---- Records provided

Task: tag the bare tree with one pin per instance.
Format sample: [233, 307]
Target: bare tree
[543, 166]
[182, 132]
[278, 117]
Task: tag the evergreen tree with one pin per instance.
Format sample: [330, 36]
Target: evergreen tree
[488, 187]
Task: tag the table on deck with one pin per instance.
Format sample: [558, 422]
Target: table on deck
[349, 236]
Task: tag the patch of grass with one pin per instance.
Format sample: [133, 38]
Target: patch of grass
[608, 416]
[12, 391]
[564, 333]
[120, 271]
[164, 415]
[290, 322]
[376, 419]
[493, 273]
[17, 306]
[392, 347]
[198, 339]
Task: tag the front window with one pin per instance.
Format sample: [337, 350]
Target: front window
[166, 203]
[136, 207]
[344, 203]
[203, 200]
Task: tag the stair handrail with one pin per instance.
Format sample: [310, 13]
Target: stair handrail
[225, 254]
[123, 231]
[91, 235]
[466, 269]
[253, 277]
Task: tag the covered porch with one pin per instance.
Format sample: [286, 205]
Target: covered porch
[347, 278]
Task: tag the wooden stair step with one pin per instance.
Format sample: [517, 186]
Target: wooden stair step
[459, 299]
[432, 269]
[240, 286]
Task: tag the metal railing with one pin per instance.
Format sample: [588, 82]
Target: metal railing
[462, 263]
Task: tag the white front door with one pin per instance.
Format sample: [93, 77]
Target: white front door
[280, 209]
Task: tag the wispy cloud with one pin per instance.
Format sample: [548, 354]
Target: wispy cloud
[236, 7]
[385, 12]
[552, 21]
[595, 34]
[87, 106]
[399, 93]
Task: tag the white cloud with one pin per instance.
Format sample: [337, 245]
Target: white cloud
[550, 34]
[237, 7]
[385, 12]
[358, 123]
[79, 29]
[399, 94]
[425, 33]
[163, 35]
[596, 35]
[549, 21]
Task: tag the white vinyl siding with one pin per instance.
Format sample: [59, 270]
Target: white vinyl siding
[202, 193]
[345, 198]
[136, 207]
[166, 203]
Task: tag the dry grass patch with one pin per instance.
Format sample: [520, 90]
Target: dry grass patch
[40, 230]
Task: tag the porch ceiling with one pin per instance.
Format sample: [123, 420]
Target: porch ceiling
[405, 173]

--------

[Instructions to follow] Copy every record above exactly as it appears.

[Task result]
Task: tag the bare tree with one pin per instance.
Format sample: [233, 307]
Target: bare tree
[543, 166]
[182, 132]
[278, 117]
Task: tag the evergreen tree with one pin per instance.
Format sample: [330, 36]
Target: evergreen tree
[488, 187]
Task: tag the table on deck with one pin per instance.
Format sample: [558, 422]
Target: table on deck
[349, 236]
Task: tag the patch of grass with one pin per instance.
Format sample: [133, 38]
Target: patch of grass
[608, 416]
[12, 391]
[564, 333]
[120, 271]
[164, 415]
[290, 322]
[376, 419]
[493, 273]
[17, 306]
[392, 347]
[198, 339]
Task: tag the front window with one pin per instance.
Format sample: [337, 350]
Target: front window
[166, 203]
[136, 207]
[344, 203]
[203, 200]
Task: tag the stair handrail with one pin per instance.
Format sample: [310, 13]
Target: stair handrail
[225, 254]
[123, 231]
[91, 235]
[466, 269]
[253, 277]
Task: tag the covered porch with one pin per instance.
Format sample: [286, 205]
Target: covered porch
[347, 278]
Task: tag the wooden stair step with one pin per instance.
Format sample: [517, 186]
Target: wooden stair step
[459, 299]
[432, 269]
[240, 286]
Task: tag the metal railing with one pin per instance.
Format sample: [588, 82]
Target: metal railing
[462, 263]
Task: tag the white front door with one pin per instance.
Format sample: [93, 77]
Target: white front door
[280, 209]
Task: tag the wispy cloud with one pin per instance.
Format sample: [548, 354]
Target: wispy cloud
[236, 7]
[385, 12]
[552, 21]
[595, 34]
[87, 106]
[399, 93]
Task: tag the white cloud with one pin per instance.
Format sample: [337, 245]
Target: white cloud
[550, 34]
[237, 7]
[385, 12]
[358, 123]
[79, 29]
[399, 94]
[425, 33]
[163, 35]
[596, 35]
[549, 21]
Task: tag the white vinyl siding with one pin per instance.
Format sample: [59, 270]
Target: white vinyl siding
[202, 193]
[345, 198]
[136, 207]
[166, 203]
Task: tag the dry grass patch with one pin per instance.
Format sample: [520, 90]
Target: dry grass patch
[40, 230]
Task: tag the porch ceiling with one pin per instance.
Format sample: [123, 420]
Target: porch ceiling
[405, 173]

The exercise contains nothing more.